*** Opening of SUPPLIED TEXT ***

There are only so many ways that you can express these ideas. With any kind of written language, or spoken language that can be identified as speech, it seems quite likely that we’d be able to discern the meaning of mathematical truths and statements like these - no matter how different the intelligence is from humans. Regardless of the symbols used or writing system, there will be certain commonalities that make it possible to find the meaning.
I would contend that for any human-level intelligence with a written mathematical language, if the intelligence wrote down their expression of the mathematical ideas above, we would be able to identify them and understand them.
I could see this being difficult if we don’t recognize speech or writing for what it is, though. But once we do I think the meaning of mathematics at least will be self-evident with study.
If I've understood you correctly, you're discussing translation. Wilson was discussing the fact that we may simply have wildly different /types/ of thought.
This idea is explored a bit in the Ender's Game universe [1], it definitely seems pretty compelling that non-human intelligence might be so utterly incompatible with our own thoughts that even beginning to communicate might be entirely impossible.
For a fictional exploration of different experiences with apparently sentient creatures, Peter Watts' "blindsight" is some of the best sci-fi I've ever had the pleasure of reading.
EO Wilson, the father of behavioral biology, once said that if a lion could speak we wouldn't understand it.
I disagree, on the basis that its mind runs on an infrastructure closely related to our own, and structure and function are intimately interrelated.
But he'd be damned right in saying it about AI.

*** Close of SUPPLIED TEXT ***
*** Opening of RECORDED INFORMATION ***

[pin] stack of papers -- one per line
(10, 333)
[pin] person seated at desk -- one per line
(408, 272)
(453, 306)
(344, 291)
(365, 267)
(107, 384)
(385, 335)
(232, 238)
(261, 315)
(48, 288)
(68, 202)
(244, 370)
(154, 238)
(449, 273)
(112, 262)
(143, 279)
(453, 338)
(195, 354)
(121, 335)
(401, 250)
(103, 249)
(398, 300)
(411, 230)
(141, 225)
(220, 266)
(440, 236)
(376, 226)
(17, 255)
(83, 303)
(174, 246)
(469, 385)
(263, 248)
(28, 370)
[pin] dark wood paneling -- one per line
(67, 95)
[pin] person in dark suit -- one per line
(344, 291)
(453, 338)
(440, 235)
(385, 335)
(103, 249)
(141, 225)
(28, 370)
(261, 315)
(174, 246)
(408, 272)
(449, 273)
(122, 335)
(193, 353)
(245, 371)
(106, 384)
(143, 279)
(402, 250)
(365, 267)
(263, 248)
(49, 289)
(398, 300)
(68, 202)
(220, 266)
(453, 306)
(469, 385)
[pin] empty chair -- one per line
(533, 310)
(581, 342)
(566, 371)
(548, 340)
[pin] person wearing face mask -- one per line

*** Close of RECORDED INFORMATION ***

PROBLEM =
Can you copy word for word the passage of the text on non-human minds from "If I've understood" up to and including "are intimately interrelated."? The records are unrelated to the text on non-human minds.

EXERCISE ANSWER =
If I've understood you correctly, you're discussing translation. Wilson was discussing the fact that we may simply have wildly different /types/ of thought.
This idea is explored a bit in the Ender's Game universe [1], it definitely seems pretty compelling that non-human intelligence might be so utterly incompatible with our own thoughts that even beginning to communicate might be entirely impossible.
For a fictional exploration of different experiences with apparently sentient creatures, Peter Watts' "blindsight" is some of the best sci-fi I've ever had the pleasure of reading.
EO Wilson, the father of behavioral biology, once said that if a lion could speak we wouldn't understand it.
I disagree, on the basis that its mind runs on an infrastructure closely related to our own, and structure and function are intimately interrelated.